* **Goal**: Put each line of the listing below into a JSON array of strings, one string per line, and leave out blank lines. Do not include the pictures in your answer.

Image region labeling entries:
——————

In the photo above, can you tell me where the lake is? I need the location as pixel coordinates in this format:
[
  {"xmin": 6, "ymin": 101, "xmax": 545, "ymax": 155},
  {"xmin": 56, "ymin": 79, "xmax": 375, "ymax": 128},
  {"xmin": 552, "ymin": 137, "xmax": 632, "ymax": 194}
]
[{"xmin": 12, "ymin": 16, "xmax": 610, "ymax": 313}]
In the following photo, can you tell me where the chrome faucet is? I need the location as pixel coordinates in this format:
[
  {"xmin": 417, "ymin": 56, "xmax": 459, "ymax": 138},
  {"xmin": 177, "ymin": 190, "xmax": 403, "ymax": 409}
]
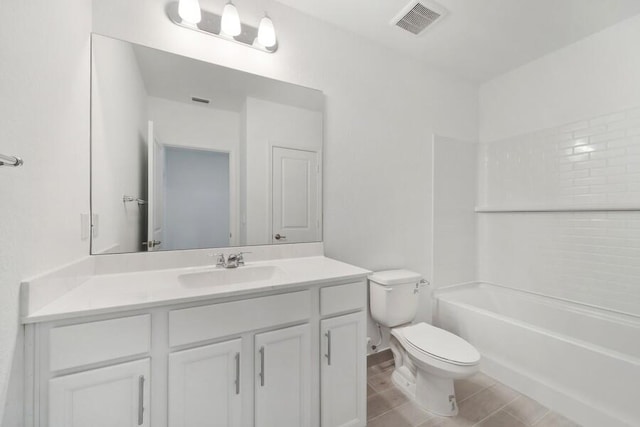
[{"xmin": 214, "ymin": 252, "xmax": 251, "ymax": 268}]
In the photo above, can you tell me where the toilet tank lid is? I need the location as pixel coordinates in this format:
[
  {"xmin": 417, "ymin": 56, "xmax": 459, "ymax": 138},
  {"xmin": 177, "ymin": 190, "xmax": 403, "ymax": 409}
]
[{"xmin": 369, "ymin": 270, "xmax": 422, "ymax": 286}]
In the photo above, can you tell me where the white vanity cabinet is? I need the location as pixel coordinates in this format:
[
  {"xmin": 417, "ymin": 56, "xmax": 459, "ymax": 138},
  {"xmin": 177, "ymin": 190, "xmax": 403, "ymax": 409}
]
[
  {"xmin": 25, "ymin": 278, "xmax": 366, "ymax": 427},
  {"xmin": 255, "ymin": 324, "xmax": 311, "ymax": 427},
  {"xmin": 48, "ymin": 359, "xmax": 150, "ymax": 427},
  {"xmin": 320, "ymin": 283, "xmax": 367, "ymax": 427},
  {"xmin": 168, "ymin": 339, "xmax": 242, "ymax": 427}
]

——————

* **Answer for this exercise**:
[
  "In the photo above, can you tell me where the lake is? I need the location as pixel coordinates in this format:",
  "[",
  "  {\"xmin\": 6, \"ymin\": 101, \"xmax\": 545, \"ymax\": 155},",
  "  {\"xmin\": 56, \"ymin\": 79, \"xmax\": 375, \"ymax\": 128},",
  "  {\"xmin\": 552, \"ymin\": 137, \"xmax\": 632, \"ymax\": 194}",
  "]",
  "[{\"xmin\": 12, \"ymin\": 16, \"xmax\": 610, \"ymax\": 313}]",
  "In the following photo, can you tell me where the chrome faucet is? I need the location as pixel coordinates in this format:",
  "[",
  "  {\"xmin\": 417, \"ymin\": 56, \"xmax\": 459, \"ymax\": 138},",
  "  {\"xmin\": 177, \"ymin\": 190, \"xmax\": 403, \"ymax\": 409}",
  "]",
  "[{\"xmin\": 214, \"ymin\": 252, \"xmax\": 251, \"ymax\": 268}]",
  "In the photo above, can you tell me where the toilet tank lid is? I need the location as pixel coordinates in this format:",
  "[",
  "  {\"xmin\": 417, \"ymin\": 56, \"xmax\": 459, \"ymax\": 138},",
  "  {\"xmin\": 177, \"ymin\": 190, \"xmax\": 403, \"ymax\": 409}",
  "]",
  "[{\"xmin\": 369, \"ymin\": 270, \"xmax\": 422, \"ymax\": 286}]",
  "In the photo above, can you tell me where the white vanity cabinet is? I need the location as pixel coordinates in this format:",
  "[",
  "  {\"xmin\": 417, \"ymin\": 56, \"xmax\": 459, \"ymax\": 138},",
  "  {\"xmin\": 177, \"ymin\": 190, \"xmax\": 403, \"ymax\": 409}",
  "]",
  "[",
  "  {\"xmin\": 25, \"ymin\": 278, \"xmax\": 366, \"ymax\": 427},",
  "  {\"xmin\": 255, \"ymin\": 324, \"xmax\": 311, \"ymax\": 427},",
  "  {\"xmin\": 48, \"ymin\": 359, \"xmax\": 150, \"ymax\": 427},",
  "  {\"xmin\": 320, \"ymin\": 283, \"xmax\": 367, \"ymax\": 427},",
  "  {\"xmin\": 168, \"ymin\": 339, \"xmax\": 242, \"ymax\": 427}",
  "]"
]